**WORK INSTRUCTIONS:** Convert every one of the rows below into a JSON list of strings, one string per line, with blank lines skipped. Leave the pictures out of the list.

**MATERIALS PROVIDED:**

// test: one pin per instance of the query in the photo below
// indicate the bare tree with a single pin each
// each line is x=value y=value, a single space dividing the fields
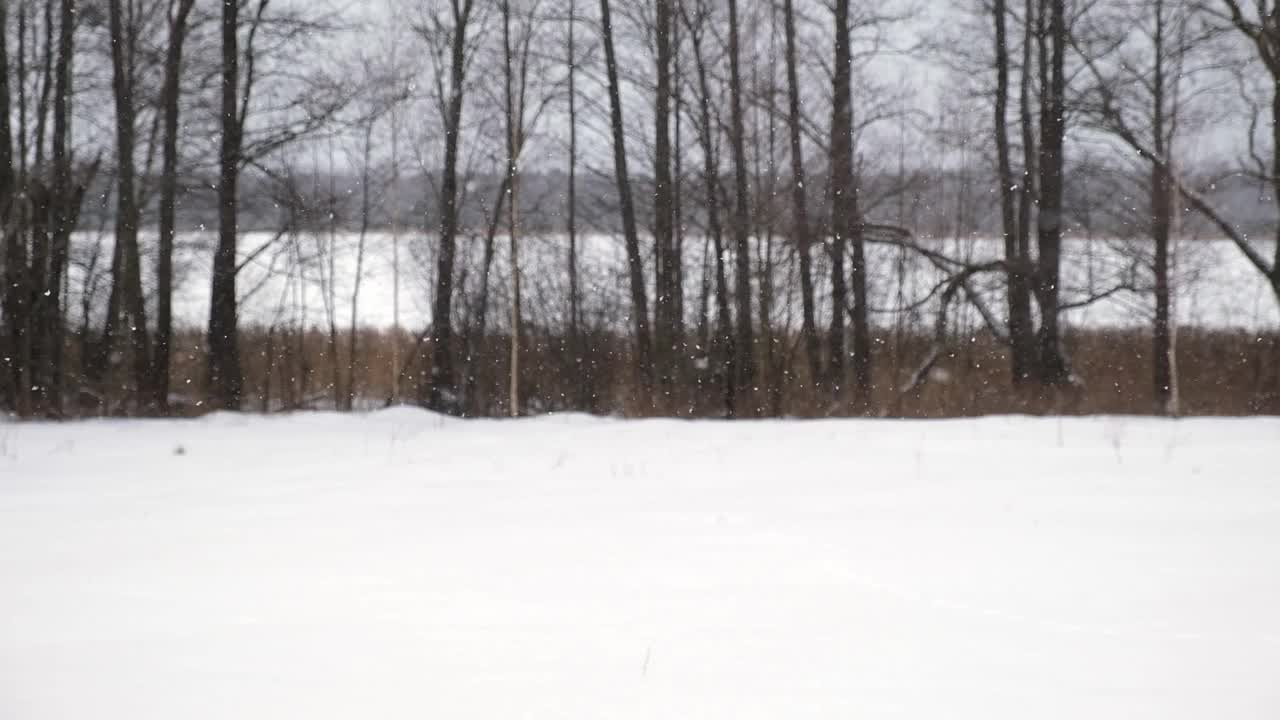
x=172 y=108
x=744 y=343
x=438 y=388
x=801 y=232
x=631 y=236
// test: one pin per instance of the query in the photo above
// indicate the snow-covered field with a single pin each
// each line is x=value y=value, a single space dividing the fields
x=401 y=565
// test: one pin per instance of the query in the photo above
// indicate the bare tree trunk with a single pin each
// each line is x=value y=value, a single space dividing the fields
x=442 y=393
x=1054 y=368
x=515 y=119
x=172 y=108
x=13 y=259
x=224 y=368
x=663 y=304
x=723 y=333
x=1022 y=342
x=476 y=331
x=841 y=190
x=127 y=273
x=1161 y=217
x=799 y=197
x=745 y=342
x=63 y=203
x=575 y=342
x=635 y=265
x=365 y=203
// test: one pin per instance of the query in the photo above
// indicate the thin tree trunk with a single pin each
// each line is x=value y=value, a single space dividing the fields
x=63 y=219
x=515 y=119
x=631 y=237
x=575 y=343
x=172 y=108
x=14 y=263
x=841 y=190
x=224 y=368
x=799 y=197
x=723 y=333
x=127 y=274
x=442 y=393
x=745 y=343
x=1164 y=383
x=365 y=203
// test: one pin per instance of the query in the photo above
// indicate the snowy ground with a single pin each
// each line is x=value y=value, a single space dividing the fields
x=401 y=565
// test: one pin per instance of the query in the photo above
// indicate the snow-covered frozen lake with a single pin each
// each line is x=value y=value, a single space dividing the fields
x=403 y=565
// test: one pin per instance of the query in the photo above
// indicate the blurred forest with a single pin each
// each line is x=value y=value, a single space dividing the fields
x=686 y=208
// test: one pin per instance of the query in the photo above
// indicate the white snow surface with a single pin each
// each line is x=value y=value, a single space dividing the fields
x=401 y=565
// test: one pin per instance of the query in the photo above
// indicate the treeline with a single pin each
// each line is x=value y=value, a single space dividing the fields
x=772 y=141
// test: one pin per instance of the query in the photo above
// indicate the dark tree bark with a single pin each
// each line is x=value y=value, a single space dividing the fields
x=723 y=333
x=440 y=391
x=1025 y=201
x=631 y=237
x=1022 y=342
x=846 y=223
x=576 y=349
x=1164 y=378
x=131 y=319
x=63 y=203
x=224 y=367
x=744 y=343
x=1052 y=360
x=172 y=109
x=14 y=260
x=666 y=322
x=799 y=197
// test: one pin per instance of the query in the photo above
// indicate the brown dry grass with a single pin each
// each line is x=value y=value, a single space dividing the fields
x=1220 y=373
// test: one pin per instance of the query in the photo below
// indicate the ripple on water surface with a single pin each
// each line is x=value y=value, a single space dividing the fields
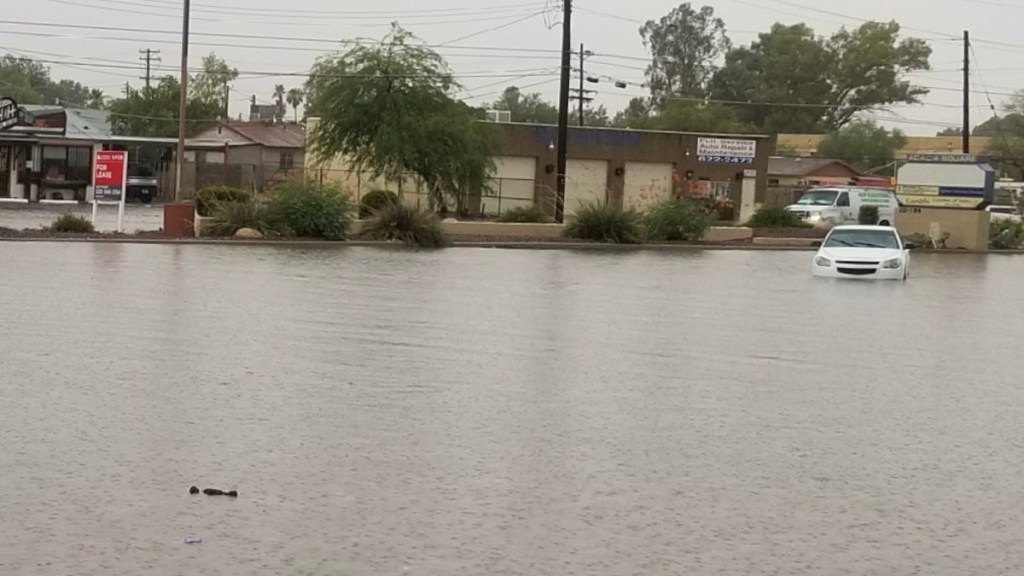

**EXERCISE OUTPUT:**
[
  "// test: one pin per instance of the query in the photo below",
  "// indicate the bare tree with a single pin each",
  "// each line is x=value y=value, a single space dividing the fields",
  "x=172 y=108",
  "x=744 y=343",
  "x=438 y=388",
  "x=801 y=232",
  "x=631 y=236",
  "// test: one pin per instance of the query in the photo above",
  "// indicate the snow-covered field with a single pin each",
  "// each line is x=value y=value, a single space dividing the fields",
  "x=401 y=565",
  "// test: one pin per instance of the query in the photo above",
  "// indicate the bare tree trunk with a single pin each",
  "// each line is x=value y=value, a single space dividing the fields",
  "x=442 y=393",
  "x=1054 y=368",
  "x=515 y=119",
  "x=172 y=108",
  "x=13 y=259",
  "x=224 y=368",
  "x=663 y=304",
  "x=723 y=333",
  "x=1022 y=342",
  "x=476 y=331",
  "x=841 y=190",
  "x=127 y=273",
  "x=1161 y=217",
  "x=799 y=197",
  "x=745 y=342",
  "x=63 y=203",
  "x=575 y=342",
  "x=635 y=265",
  "x=365 y=203",
  "// test: one pin per instance of the query in the photo above",
  "// indicate the thin tree trunk with a single pin each",
  "// each line is x=value y=value, a single space dividing the fields",
  "x=63 y=219",
  "x=515 y=119",
  "x=631 y=237",
  "x=575 y=343",
  "x=172 y=108",
  "x=14 y=263",
  "x=841 y=190",
  "x=224 y=368",
  "x=799 y=197",
  "x=723 y=333",
  "x=127 y=274",
  "x=442 y=393",
  "x=745 y=343",
  "x=1164 y=383",
  "x=365 y=203",
  "// test: one pin per instance of the query in the photo above",
  "// indicate the snowy ground with a single pin each",
  "// each line is x=value y=value, a single space dividing the fields",
  "x=401 y=565",
  "// test: one pin per instance of the query in the photo above",
  "// indicate the snow-covered frozen lake with a single pin each",
  "// each line is x=value y=value, a single space dividing the fields",
  "x=403 y=565",
  "// test: one pin per instance of the query in the photo above",
  "// indicate the blurred forest with a single pin each",
  "// each line is x=value y=value, a single space dividing the fields",
  "x=686 y=208",
  "// test: one pin per instance of the query in the photo above",
  "// indicate the white snow surface with a single pin each",
  "// each line is x=value y=value, a single space dividing the fields",
  "x=401 y=565",
  "// test: one pin per instance of the query in the photo above",
  "// indicate the treeline with a single pin each",
  "// each line is x=value y=value, a single space dividing the fields",
  "x=772 y=141",
  "// test: one pin per instance of the query in the photo above",
  "// indicate the dark tree bark with a single pin each",
  "// each line is x=value y=value, a single space dividing the fields",
  "x=723 y=333",
  "x=440 y=391",
  "x=1025 y=201",
  "x=631 y=237",
  "x=1022 y=342",
  "x=846 y=223",
  "x=576 y=349",
  "x=1164 y=378",
  "x=131 y=319",
  "x=63 y=203",
  "x=224 y=367",
  "x=744 y=343",
  "x=1052 y=360",
  "x=172 y=109",
  "x=14 y=260",
  "x=666 y=322",
  "x=799 y=197",
  "// test: one pin per instance of the query in the photo above",
  "// indicate the brown dry grass with a single pin each",
  "// each line is x=value y=value, a single space dividing the fields",
  "x=1220 y=373",
  "// test: one pin per instance of the query in the photo below",
  "// indicate the ripple on water surface with a single pin each",
  "// each line is x=value y=value, a single space dividing the fields"
]